▸ What the task requires: Can you output every line of the data below verbatim, leaving out the pictures?

## Begin

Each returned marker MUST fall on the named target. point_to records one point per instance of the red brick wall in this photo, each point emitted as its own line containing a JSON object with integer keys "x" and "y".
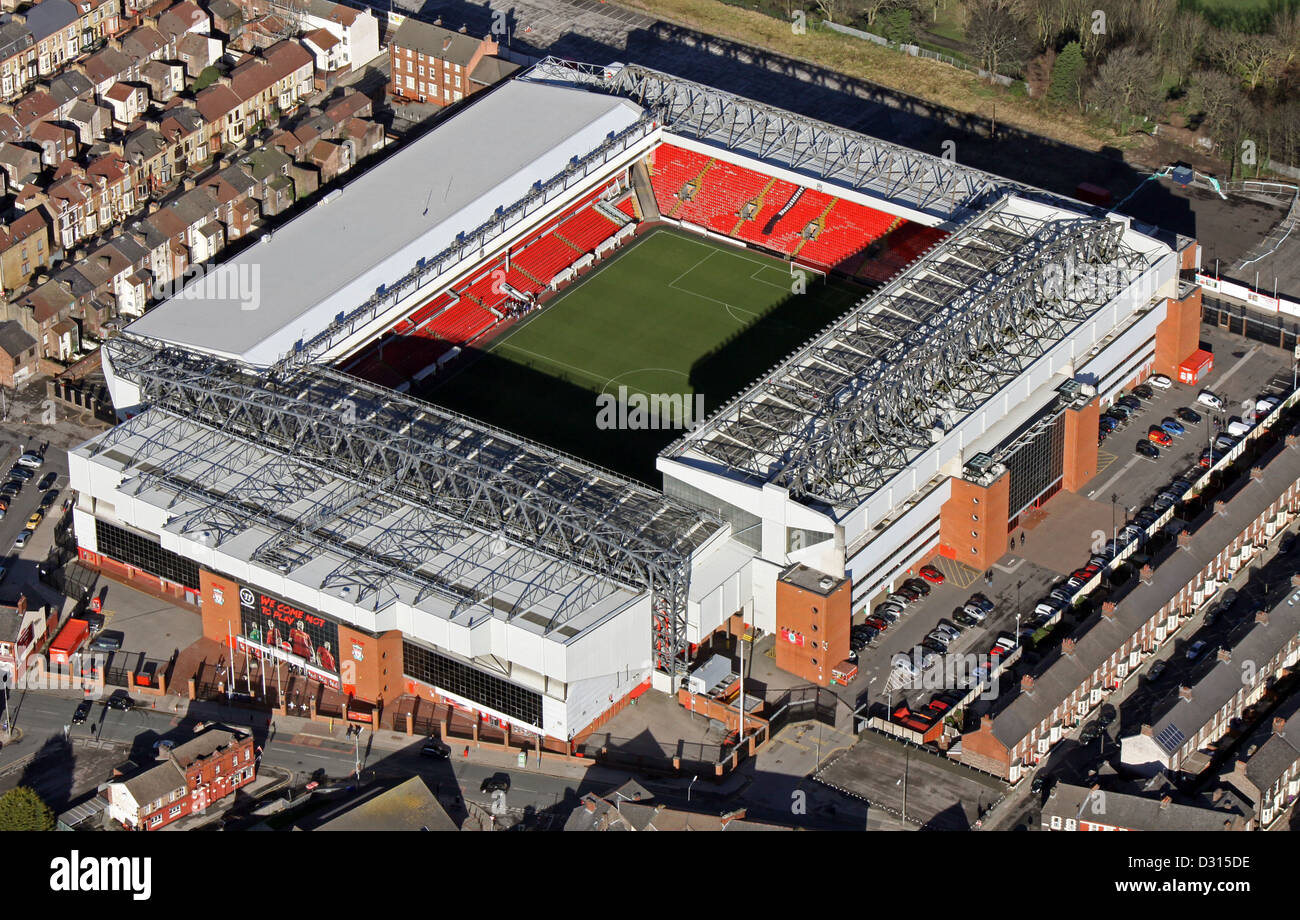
{"x": 1080, "y": 446}
{"x": 976, "y": 542}
{"x": 983, "y": 751}
{"x": 1179, "y": 334}
{"x": 823, "y": 623}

## End

▸ Result:
Each returned marker MUST fall on the named target. point_to records one point per instance of the red brick wall in this photo, each point emitted as its own line containing a JSON object with integer keys "x" and "y".
{"x": 1080, "y": 446}
{"x": 976, "y": 542}
{"x": 983, "y": 751}
{"x": 1179, "y": 334}
{"x": 823, "y": 623}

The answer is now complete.